== TEXT SHOWN

It has always been accepted, even in pronouncements by the Supreme Court,
that the Court and its judgments can be subjected to strong, even
trenchant criticism. Is the same yardstick not available for comments on
the use or abuse of the Court's powers of contempt? In the case of
Arundhati Roy, the Court took offence at the fact that in her affidavit
she had questioned the discretion of the Court.

Part II
IN ITS order directing issue of the second contempt notice to Arundhati
Roy for her affidavit, the Supreme Court has said that she has ``imputed
motives to specific courts for entertaining litigation or passing orders
against her''. The Court holds that imputing motives to specific courts or
judges or orders is contempt. But it is a social and psychological reality
that all actions of all persons are actuated by some motive. And it would
be facile to believe that judges are a special species of mankind who are
only motivated by a desire to declare the law as it is. That is why judges
differ on their interpretation of law. Some are motivated by a desire to
mould the law to expand the rights of the downtrodden, while other may be
motivated by a desire to maintain the status quo. Some may even be
motivated by a desire to protect what they perceive to be their class
interest. And such motives may not always even be conscious to the judges.
But to say that judges only act with a motive to declare and enforce the
law as it is, is a fairy tale. And nowadays we do not believe in fairy

Moreover, there may be serious and honest difference of opinion between
perfectly reasonable persons as to whether a particular motive is laudable
or not. There are several cases pending in the Supreme Court where the
decision would determine whether India remains in the WTO or not. Such
cases would almost inevitably be decided on the personal views and
motivations of the judges on this issue. There would be honest difference
of opinion on whether such motive one way or the other is laudable or not.
But is it impermissible for civil society to discuss such motivations of
the Court or its judges? If it is made so by the exercise of the power of
contempt, it would stultify all meaningful public discussion and debate on
the functioning of one of the most important institutions of the state.
Such a state of affairs would discourage any improvement or change in the
institution and would be disastrous for democracy. No democratic civil
society can afford such a state of affairs for long, even if the Judiciary
tries to enforce it by using its powers of contempt.

====

▸ **WRITTEN REQUEST**
Repeat the passage on the Supreme Court's contempt powers between "Moreover, there may" and "laudable or not.", inclusive.

== DATA RECORDS

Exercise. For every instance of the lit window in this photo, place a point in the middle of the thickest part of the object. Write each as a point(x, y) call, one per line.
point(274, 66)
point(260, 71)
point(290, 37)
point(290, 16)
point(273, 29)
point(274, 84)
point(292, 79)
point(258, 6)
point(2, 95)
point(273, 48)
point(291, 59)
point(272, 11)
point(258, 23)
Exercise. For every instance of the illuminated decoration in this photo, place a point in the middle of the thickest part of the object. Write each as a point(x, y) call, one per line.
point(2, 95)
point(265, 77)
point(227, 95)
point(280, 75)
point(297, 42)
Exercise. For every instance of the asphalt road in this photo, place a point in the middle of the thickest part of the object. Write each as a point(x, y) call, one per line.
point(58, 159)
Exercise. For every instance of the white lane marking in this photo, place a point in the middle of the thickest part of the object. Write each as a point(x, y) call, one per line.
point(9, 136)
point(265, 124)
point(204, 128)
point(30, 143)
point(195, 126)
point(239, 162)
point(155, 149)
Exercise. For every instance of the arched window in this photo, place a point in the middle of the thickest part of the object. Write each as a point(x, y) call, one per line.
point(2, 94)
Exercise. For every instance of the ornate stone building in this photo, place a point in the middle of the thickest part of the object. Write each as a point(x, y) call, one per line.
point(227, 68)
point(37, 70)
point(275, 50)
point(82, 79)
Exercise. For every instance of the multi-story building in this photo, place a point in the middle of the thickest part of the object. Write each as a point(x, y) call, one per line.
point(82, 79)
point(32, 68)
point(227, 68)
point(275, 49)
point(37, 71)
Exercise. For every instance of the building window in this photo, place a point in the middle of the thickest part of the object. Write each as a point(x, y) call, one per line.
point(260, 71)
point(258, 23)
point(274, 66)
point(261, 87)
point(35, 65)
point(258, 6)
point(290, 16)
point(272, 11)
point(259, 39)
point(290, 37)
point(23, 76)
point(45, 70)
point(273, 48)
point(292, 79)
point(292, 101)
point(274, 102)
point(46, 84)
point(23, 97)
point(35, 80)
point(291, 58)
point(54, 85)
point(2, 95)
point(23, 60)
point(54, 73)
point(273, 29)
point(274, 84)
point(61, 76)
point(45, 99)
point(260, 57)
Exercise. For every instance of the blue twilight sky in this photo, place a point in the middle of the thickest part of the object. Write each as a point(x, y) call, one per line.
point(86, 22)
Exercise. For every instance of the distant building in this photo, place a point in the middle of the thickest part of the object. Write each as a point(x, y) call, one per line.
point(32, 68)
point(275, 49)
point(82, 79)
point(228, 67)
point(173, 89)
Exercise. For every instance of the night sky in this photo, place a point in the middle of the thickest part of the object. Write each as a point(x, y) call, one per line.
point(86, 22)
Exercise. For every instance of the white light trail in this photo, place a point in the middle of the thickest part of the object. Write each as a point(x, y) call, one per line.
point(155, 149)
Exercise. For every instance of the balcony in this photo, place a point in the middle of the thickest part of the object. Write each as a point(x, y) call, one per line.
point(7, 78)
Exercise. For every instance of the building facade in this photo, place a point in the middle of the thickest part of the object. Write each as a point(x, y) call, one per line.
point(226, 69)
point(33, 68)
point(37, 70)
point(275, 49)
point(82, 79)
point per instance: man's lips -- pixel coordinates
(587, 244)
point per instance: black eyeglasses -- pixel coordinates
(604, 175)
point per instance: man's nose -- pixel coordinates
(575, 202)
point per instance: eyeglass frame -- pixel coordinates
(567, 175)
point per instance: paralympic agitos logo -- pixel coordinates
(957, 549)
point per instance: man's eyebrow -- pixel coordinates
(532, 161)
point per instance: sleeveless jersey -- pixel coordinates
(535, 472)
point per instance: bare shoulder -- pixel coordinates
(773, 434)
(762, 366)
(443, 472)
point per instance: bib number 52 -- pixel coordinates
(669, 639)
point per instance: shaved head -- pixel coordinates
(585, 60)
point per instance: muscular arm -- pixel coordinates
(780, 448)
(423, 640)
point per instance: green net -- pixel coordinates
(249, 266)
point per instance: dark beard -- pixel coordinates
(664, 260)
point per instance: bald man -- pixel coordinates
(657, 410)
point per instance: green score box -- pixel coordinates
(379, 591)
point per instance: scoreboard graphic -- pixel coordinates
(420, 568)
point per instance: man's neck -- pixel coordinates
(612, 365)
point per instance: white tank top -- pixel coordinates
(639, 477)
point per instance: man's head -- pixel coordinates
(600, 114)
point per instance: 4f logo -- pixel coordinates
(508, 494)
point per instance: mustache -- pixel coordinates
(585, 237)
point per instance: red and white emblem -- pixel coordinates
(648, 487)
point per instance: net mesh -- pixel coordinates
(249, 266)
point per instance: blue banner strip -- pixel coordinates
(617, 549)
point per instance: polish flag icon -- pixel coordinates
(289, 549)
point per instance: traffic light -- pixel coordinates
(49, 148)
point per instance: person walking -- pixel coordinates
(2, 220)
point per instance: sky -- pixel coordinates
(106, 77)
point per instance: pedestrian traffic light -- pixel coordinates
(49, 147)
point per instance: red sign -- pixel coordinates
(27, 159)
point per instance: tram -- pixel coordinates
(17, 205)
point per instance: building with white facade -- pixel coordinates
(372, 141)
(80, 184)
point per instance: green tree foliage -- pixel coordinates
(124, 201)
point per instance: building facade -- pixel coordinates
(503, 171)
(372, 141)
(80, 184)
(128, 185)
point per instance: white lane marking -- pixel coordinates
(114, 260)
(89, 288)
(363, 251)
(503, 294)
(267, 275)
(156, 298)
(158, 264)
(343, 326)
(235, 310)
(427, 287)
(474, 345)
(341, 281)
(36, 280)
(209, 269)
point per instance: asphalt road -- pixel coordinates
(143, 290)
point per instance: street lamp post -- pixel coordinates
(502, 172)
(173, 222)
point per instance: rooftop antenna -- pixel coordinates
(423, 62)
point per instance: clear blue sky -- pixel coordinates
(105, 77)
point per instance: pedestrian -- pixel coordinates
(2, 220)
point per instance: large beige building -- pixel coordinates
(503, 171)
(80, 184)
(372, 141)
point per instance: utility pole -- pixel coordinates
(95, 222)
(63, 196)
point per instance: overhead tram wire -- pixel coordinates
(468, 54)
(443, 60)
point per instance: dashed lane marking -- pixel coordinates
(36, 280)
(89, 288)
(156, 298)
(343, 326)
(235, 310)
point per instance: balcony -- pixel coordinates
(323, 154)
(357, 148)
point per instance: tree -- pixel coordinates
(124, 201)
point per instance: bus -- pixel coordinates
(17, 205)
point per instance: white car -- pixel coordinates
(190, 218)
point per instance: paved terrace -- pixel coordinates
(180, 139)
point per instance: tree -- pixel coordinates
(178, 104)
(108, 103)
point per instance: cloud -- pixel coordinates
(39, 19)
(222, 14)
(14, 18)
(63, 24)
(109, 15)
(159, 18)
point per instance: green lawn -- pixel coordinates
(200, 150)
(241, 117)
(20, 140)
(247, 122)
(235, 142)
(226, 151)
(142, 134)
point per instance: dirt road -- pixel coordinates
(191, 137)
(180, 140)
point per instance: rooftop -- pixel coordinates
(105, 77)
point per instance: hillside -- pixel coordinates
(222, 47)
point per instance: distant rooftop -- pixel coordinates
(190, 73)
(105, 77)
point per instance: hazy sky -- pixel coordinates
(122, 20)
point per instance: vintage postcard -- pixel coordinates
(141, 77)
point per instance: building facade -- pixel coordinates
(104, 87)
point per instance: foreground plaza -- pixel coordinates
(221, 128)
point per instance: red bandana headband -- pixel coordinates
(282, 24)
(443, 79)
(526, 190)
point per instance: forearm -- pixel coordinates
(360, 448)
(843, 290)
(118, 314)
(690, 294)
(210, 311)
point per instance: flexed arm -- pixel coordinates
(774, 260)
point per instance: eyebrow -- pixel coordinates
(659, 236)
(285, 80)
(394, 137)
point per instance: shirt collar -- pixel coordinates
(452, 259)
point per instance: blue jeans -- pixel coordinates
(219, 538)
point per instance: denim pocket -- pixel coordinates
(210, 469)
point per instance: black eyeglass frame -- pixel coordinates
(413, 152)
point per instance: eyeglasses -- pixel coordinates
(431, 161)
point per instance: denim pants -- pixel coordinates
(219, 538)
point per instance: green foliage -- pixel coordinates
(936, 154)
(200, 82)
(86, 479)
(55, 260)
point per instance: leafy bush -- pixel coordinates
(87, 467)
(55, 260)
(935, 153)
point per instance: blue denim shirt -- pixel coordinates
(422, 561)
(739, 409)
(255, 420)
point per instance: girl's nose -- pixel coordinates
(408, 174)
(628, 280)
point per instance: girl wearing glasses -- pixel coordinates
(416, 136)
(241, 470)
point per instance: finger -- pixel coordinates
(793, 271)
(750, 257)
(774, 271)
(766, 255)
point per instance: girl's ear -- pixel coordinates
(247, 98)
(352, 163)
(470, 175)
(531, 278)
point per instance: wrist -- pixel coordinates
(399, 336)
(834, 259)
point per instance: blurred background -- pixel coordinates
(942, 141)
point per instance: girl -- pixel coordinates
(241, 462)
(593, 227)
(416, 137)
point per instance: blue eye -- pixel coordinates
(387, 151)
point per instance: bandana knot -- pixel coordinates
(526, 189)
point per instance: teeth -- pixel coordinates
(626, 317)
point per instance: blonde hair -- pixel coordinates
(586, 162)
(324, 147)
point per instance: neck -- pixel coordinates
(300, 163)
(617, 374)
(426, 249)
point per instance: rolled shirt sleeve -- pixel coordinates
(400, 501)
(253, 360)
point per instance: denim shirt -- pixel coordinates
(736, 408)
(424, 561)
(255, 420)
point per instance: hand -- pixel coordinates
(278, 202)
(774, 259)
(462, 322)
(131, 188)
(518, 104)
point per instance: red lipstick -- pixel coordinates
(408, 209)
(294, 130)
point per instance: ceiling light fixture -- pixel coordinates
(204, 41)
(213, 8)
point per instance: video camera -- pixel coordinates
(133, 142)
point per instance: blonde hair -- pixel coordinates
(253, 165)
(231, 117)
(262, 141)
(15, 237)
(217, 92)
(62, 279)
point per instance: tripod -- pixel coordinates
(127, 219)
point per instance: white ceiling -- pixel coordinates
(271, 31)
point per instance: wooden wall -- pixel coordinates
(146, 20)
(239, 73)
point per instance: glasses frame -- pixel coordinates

====

▸ **TASK RESULT**
Moreover, there may be serious and honest difference of opinion between
perfectly reasonable persons as to whether a particular motive is laudable
or not. There are several cases pending in the Supreme Court where the
decision would determine whether India remains in the WTO or not. Such
cases would almost inevitably be decided on the personal views and
motivations of the judges on this issue. There would be honest difference
of opinion on whether such motive one way or the other is laudable or not.